REQUIREMENT: Go through the data below and work out how many lines contain "brown"; the answer is the number alone.

ENTRIES SHOWN:

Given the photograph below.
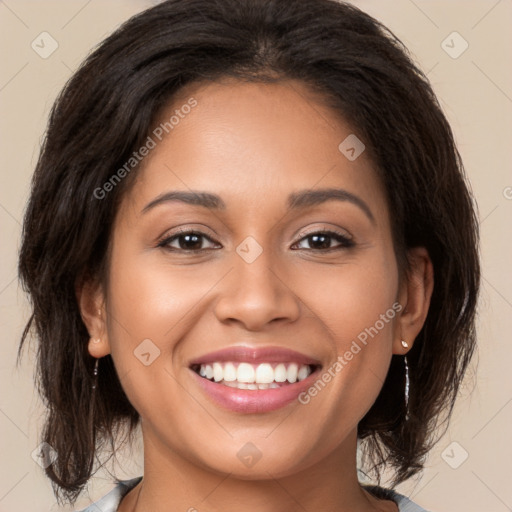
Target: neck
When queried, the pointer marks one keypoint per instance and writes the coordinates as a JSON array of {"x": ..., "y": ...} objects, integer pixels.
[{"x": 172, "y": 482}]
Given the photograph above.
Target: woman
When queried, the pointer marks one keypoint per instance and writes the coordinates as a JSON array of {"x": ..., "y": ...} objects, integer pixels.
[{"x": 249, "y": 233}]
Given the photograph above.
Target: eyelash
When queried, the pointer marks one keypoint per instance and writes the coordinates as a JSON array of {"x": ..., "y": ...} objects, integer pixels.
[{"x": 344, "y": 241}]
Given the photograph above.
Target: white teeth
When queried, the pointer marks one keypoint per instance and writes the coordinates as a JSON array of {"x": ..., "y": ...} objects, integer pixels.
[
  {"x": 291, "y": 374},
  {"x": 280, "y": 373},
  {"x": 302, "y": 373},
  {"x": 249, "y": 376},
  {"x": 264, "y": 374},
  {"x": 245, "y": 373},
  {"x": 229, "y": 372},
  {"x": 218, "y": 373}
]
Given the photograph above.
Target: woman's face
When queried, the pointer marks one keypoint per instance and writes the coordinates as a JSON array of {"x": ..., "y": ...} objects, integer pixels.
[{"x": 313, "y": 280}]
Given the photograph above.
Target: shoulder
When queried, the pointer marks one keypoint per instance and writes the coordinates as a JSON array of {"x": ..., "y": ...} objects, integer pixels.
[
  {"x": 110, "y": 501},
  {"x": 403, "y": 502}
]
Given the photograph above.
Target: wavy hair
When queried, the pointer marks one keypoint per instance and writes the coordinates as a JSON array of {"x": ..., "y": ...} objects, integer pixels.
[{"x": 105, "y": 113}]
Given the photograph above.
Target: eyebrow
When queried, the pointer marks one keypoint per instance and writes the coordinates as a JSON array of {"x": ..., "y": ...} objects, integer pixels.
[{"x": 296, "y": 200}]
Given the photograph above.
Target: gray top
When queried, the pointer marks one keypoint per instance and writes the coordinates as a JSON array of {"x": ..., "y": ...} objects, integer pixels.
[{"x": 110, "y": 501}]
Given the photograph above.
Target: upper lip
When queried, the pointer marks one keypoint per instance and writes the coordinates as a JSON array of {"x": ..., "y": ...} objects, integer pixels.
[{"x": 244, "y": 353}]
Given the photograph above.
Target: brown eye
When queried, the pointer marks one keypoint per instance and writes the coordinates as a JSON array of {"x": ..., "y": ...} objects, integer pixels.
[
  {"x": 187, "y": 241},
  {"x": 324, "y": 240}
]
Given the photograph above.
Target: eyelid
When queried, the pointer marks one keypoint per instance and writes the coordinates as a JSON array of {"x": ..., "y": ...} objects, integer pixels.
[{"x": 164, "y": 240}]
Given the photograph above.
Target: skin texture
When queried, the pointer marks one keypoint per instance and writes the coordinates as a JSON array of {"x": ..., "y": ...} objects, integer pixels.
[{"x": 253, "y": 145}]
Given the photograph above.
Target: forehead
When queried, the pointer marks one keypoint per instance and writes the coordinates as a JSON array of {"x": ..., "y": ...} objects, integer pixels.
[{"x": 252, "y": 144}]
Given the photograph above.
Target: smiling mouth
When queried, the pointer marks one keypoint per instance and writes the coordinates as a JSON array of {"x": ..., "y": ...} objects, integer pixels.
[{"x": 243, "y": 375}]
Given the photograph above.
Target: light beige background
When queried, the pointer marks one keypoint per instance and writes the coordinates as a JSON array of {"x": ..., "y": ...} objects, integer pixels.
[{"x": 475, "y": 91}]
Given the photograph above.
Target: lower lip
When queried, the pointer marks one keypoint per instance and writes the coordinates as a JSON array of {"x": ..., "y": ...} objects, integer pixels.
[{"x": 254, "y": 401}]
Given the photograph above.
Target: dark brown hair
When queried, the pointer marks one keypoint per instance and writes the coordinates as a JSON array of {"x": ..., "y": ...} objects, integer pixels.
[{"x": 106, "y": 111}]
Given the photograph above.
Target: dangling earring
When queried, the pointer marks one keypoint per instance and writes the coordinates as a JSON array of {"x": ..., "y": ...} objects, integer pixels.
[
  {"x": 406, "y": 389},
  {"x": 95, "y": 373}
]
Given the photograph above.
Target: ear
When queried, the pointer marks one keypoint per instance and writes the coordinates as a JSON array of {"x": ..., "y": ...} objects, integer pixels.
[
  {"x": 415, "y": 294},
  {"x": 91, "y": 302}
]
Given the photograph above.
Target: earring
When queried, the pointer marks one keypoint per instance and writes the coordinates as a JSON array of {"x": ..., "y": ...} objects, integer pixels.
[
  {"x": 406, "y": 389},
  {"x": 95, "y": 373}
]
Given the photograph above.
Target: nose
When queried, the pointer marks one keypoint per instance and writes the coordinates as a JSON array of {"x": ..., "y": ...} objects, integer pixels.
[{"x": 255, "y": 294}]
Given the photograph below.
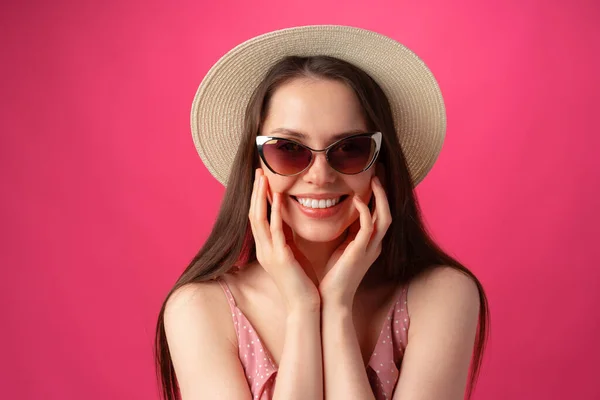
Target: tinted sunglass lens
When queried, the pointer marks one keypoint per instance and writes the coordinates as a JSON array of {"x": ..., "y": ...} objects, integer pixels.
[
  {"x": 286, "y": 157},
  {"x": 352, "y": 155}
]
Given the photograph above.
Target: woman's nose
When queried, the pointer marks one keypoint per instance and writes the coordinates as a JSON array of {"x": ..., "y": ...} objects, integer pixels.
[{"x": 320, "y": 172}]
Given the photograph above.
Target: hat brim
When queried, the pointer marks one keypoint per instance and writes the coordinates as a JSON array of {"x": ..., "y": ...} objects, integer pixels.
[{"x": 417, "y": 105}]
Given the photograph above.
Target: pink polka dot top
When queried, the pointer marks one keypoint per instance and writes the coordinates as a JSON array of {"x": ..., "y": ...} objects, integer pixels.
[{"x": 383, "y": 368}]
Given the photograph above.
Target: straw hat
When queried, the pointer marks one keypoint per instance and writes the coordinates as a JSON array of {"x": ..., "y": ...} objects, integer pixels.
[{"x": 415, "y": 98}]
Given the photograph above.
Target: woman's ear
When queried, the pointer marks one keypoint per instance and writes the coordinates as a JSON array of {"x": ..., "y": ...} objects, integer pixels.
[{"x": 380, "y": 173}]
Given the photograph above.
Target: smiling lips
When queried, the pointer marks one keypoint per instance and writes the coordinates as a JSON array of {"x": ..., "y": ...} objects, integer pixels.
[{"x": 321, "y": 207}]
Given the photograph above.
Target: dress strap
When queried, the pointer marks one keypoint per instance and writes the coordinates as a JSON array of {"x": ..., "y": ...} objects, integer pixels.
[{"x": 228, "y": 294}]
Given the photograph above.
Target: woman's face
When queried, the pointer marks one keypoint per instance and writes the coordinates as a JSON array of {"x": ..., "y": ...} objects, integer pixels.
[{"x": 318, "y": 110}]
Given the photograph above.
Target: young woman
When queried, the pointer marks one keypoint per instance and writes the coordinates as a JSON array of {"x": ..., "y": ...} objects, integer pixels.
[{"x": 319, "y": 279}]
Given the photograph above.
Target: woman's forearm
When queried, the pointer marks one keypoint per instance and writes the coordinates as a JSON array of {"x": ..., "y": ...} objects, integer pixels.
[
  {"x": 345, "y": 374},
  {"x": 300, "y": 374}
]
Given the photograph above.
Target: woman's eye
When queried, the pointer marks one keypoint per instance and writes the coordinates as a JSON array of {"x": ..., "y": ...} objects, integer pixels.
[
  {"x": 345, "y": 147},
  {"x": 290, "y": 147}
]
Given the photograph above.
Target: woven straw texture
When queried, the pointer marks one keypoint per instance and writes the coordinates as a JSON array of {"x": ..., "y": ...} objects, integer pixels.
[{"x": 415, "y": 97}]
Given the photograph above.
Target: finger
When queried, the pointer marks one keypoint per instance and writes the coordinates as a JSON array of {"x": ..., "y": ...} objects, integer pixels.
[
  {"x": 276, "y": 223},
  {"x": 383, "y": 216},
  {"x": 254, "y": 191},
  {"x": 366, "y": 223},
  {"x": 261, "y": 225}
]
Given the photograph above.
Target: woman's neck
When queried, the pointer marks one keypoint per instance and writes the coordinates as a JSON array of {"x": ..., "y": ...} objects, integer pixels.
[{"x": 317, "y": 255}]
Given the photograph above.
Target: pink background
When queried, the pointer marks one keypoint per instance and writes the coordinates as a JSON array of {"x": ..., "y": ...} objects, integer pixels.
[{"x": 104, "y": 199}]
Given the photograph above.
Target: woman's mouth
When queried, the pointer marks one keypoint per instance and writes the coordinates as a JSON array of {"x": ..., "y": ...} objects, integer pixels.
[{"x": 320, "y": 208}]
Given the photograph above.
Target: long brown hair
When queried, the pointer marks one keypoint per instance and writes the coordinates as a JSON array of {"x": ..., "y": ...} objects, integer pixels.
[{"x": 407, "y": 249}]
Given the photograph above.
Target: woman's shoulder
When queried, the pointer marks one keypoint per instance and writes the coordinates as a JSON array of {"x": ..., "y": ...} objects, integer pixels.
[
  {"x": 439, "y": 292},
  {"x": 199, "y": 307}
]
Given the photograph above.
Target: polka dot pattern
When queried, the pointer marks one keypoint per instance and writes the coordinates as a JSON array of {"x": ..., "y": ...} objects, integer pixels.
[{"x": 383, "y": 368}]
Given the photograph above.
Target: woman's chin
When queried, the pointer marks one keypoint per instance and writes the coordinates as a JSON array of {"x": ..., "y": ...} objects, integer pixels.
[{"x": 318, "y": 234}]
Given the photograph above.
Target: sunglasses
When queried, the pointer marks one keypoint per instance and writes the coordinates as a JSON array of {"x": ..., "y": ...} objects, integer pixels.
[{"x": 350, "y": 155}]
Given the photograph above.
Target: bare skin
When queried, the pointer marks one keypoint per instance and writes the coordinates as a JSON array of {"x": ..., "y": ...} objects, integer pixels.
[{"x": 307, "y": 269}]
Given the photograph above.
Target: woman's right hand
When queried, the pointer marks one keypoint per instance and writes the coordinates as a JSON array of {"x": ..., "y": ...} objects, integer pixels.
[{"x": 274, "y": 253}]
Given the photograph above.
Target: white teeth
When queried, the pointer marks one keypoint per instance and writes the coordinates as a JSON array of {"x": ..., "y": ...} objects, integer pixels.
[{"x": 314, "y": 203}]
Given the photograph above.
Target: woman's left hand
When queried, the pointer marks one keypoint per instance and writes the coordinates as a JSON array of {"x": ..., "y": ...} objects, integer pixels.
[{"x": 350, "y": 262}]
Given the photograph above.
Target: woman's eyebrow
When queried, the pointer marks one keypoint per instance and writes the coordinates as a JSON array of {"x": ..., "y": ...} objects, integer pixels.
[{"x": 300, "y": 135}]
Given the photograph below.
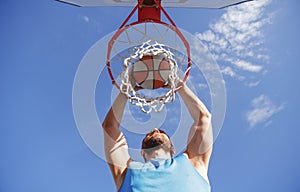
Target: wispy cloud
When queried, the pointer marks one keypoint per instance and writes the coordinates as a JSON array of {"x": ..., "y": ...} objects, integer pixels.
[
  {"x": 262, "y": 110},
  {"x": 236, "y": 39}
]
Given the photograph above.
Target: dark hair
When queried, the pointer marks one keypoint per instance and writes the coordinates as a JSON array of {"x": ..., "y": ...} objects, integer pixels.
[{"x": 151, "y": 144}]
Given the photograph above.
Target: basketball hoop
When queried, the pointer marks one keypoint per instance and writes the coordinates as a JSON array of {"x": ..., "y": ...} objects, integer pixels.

ANSWER BELOW: 3